▶ _Page extract_:
Citibank, the world’s largest foreign exchange dealer has recently stated: “We continue to expect GBP to strengthen in coming months”. The bank went on to highlight the ever-growing inflationary pressures in the UK: “We continue to expect GBP to strengthen in coming months as upside inflation risks will prompt the Bank of England to signal policy normalisation,”. Policy normalisation refers to interest rates and monetary policy to pre-crisis levels. The quicker an economy can return to “normal levels” the bigger the advantage they will have over their peers and therefore the currency in question will benefit.
There are fears that inflation in the UK could remain above 2% for a long period of time, which could affect the outlook for policymakers. As has been mentioned in many reports, when inflation is high and above-predicted figures, this can put pressure on the Bank of England to revise the timing of interest rate levels, which in turn can affect the currency in question.

▶ _Exercise directions_: Carry on the passage on the pound's outlook from the point where it stops. The records that come next have no connection to the passage on the pound's outlook.

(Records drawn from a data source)

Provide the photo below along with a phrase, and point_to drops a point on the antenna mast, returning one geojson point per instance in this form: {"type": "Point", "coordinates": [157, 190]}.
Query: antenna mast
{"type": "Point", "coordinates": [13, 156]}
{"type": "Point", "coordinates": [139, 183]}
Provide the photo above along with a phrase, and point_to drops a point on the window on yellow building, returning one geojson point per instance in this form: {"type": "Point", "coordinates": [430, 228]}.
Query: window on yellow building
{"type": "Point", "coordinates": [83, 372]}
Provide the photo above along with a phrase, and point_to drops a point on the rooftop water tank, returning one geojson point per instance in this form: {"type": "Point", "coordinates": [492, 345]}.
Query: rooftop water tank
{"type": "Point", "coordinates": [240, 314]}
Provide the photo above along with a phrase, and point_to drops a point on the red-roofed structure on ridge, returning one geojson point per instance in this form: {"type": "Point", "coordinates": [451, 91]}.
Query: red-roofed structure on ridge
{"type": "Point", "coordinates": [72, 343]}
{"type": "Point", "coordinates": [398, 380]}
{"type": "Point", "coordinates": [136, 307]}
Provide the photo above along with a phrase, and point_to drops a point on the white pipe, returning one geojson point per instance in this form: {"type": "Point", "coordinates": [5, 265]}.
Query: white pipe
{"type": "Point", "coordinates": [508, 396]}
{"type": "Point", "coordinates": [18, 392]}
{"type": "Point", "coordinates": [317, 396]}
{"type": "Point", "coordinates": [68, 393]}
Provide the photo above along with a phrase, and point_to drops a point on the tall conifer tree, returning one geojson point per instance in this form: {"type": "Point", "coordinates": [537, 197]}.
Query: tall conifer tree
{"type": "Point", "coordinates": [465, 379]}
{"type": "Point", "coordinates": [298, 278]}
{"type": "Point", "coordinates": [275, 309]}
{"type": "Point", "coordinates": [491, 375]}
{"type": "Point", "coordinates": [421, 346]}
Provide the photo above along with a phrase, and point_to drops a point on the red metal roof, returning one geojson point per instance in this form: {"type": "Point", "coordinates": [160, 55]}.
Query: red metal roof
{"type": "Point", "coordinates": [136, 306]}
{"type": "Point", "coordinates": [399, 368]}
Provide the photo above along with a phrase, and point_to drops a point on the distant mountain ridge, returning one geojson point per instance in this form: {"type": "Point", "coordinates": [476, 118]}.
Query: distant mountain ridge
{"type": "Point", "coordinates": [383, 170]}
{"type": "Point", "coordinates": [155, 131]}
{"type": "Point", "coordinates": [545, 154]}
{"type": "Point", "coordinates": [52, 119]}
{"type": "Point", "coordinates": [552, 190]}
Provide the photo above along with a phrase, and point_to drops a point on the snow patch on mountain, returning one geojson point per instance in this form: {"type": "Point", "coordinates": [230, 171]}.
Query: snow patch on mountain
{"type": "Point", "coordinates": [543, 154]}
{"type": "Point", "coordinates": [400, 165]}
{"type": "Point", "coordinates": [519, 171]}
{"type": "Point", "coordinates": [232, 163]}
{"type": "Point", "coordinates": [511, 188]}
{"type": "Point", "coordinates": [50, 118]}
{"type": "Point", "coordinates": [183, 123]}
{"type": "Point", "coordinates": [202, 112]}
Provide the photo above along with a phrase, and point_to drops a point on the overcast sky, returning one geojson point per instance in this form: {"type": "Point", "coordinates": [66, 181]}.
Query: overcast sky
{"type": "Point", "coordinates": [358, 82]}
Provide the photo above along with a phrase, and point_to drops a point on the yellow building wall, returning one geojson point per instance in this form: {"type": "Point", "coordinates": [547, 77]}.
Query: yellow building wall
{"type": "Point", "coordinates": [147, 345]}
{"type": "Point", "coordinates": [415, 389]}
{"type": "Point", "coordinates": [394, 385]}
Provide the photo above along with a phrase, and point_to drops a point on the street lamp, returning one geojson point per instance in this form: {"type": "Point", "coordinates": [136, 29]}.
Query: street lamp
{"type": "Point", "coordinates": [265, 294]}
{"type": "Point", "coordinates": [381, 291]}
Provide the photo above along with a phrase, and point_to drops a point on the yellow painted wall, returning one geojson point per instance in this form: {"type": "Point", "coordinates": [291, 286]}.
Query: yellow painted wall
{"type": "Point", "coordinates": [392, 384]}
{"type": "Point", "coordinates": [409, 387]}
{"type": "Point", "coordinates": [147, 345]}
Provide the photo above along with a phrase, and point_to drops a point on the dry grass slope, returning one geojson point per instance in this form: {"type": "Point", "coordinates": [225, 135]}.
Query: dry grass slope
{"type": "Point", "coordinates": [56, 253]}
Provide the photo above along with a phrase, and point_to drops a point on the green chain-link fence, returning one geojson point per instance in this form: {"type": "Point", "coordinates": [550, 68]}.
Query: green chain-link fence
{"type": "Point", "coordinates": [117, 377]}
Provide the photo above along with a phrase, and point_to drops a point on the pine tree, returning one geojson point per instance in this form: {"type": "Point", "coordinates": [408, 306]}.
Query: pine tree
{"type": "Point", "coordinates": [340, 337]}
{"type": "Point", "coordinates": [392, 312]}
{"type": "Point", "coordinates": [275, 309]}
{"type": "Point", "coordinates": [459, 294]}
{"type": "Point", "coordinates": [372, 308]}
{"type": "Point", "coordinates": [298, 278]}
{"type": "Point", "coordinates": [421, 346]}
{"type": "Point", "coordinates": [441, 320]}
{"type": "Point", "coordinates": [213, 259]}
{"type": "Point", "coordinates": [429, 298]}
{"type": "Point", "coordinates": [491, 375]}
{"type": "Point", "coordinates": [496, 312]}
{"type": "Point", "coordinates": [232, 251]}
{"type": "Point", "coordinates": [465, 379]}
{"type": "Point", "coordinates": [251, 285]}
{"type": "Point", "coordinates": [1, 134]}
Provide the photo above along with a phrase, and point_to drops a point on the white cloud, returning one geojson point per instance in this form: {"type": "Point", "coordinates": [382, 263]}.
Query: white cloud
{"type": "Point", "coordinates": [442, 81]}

▶ _Answer area_:
The Bank of England are currently viewed as one of the more positive central banks in the world, especially compared with the European Central Bank, Swiss National Bank and the Bank of Japan.
Governor Andrew Bailey of the Monetary Policy Committee revealed that half of the Committee believes the minimum conditions for an interest rate rise have already been met which highlights the appetite in the UK for a rate hike in the near future.
With the schools back, we are expecting to see rises in Covid-19 cases. Autumn is approaching and scientists are concerned a sizeable wave of cases is around the corner as we enter the winter months. The positive news is that the UK’s vaccination programme has been relatively successful compared with other developed countries. However, as history has shown when there is a spike in Covid cases, consumers tend to withdraw from spending. So, even if the government keeps the economy open, this does not mean the public will continue to spend if Covid cases rise exponentially.
Average earnings this morning came in slightly better than expected at 8.3% against a forecast of 8.2%. Tomorrow, the UK has Consumer Price Index figures out in the morning which is an important reflection of the economy and worth keeping an eye on. On Friday, we see UK Retail Sales figures which again is important data and worth tracking.
Eurostat GDP growth forecast was amended as 2.2% instead of 2% initially estimated by the European Central Bank who in turn have raised their forecasts for this year.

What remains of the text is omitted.